--- Work request ---
Go through the entries below and print each one exactly.

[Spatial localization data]
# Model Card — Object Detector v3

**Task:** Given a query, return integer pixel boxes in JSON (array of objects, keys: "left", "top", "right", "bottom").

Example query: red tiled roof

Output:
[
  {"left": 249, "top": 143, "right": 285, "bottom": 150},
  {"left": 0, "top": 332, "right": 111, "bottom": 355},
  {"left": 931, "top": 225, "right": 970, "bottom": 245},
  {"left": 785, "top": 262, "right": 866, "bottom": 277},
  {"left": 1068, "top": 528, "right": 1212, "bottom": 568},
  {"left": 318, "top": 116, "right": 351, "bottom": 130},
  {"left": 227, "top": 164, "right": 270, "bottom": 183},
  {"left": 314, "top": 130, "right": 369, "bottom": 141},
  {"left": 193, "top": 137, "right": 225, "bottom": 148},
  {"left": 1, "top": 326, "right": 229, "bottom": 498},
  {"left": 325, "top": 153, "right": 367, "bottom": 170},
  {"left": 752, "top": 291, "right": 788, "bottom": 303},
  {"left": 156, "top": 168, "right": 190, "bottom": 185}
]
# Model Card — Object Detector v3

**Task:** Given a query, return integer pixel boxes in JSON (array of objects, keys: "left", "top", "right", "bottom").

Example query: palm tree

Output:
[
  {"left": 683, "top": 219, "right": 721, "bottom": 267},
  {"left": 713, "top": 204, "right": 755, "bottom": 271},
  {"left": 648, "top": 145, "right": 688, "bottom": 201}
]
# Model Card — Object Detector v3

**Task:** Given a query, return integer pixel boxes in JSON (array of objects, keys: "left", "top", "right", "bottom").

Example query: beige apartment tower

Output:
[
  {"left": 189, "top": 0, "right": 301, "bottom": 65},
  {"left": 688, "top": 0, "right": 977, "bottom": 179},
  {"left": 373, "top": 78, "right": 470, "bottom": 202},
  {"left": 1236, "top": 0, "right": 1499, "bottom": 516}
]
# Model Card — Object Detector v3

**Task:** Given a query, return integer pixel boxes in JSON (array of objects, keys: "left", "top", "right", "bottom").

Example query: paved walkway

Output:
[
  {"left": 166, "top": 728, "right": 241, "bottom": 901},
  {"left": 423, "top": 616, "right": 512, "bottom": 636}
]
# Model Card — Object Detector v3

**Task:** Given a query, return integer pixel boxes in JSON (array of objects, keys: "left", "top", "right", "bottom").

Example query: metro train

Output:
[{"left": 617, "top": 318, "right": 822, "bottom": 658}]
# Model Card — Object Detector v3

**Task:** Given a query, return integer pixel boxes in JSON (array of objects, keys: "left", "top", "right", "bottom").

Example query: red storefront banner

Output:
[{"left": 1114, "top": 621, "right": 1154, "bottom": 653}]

--- Expected answer ---
# Model Card — Object Detector v3

**Task:** Given a query, return integer pixel boxes in JSON (array of objects, keys: "left", "top", "right", "bottom").

Example query: red tiled roof

Output:
[
  {"left": 249, "top": 143, "right": 285, "bottom": 150},
  {"left": 0, "top": 332, "right": 111, "bottom": 355},
  {"left": 931, "top": 225, "right": 970, "bottom": 245},
  {"left": 785, "top": 262, "right": 866, "bottom": 277},
  {"left": 1068, "top": 528, "right": 1212, "bottom": 568},
  {"left": 318, "top": 116, "right": 351, "bottom": 130},
  {"left": 227, "top": 164, "right": 270, "bottom": 183},
  {"left": 314, "top": 130, "right": 369, "bottom": 141},
  {"left": 193, "top": 137, "right": 225, "bottom": 148},
  {"left": 1, "top": 326, "right": 229, "bottom": 498},
  {"left": 325, "top": 153, "right": 367, "bottom": 170},
  {"left": 752, "top": 291, "right": 788, "bottom": 303},
  {"left": 156, "top": 168, "right": 190, "bottom": 185}
]
# Model Card — Object Detector v3

**Task:** Given a query, return integer pixel boxes in JSON (array of objects, keys: "left", "top", "right", "bottom").

Example query: palm tree

Output:
[
  {"left": 683, "top": 219, "right": 721, "bottom": 267},
  {"left": 713, "top": 204, "right": 755, "bottom": 271},
  {"left": 648, "top": 145, "right": 688, "bottom": 201}
]
# Model Card — Object Detector v3

**Task:** Given a query, return integer pixel boxes in JSON (array of objects, keys: "left", "top", "right", "bottom").

Example query: beige apartment tower

Output:
[
  {"left": 189, "top": 0, "right": 301, "bottom": 65},
  {"left": 688, "top": 0, "right": 977, "bottom": 179},
  {"left": 373, "top": 78, "right": 470, "bottom": 202},
  {"left": 1236, "top": 0, "right": 1499, "bottom": 516}
]
# Model Card — Object Detector v3

**Task:** Given a query, return integer pixel boxes in JSON (array of objects, keys: "left", "top", "right", "bottom").

Example query: paved walkway

Output:
[
  {"left": 166, "top": 728, "right": 241, "bottom": 901},
  {"left": 423, "top": 616, "right": 512, "bottom": 636}
]
# Model Card — Object Detector v3

**Task:** Given a query, return integer pixel boxes in JSON (array of objects, keys: "left", "top", "right", "bottom").

Example query: metro train

Output:
[{"left": 617, "top": 318, "right": 822, "bottom": 658}]
# Model Card — Object Detector v3

**Task:** Given a query, return integer pixel boxes in JSON (array of objects, keys: "left", "top", "right", "bottom").

Example query: red storefront banner

Output:
[{"left": 1114, "top": 621, "right": 1154, "bottom": 653}]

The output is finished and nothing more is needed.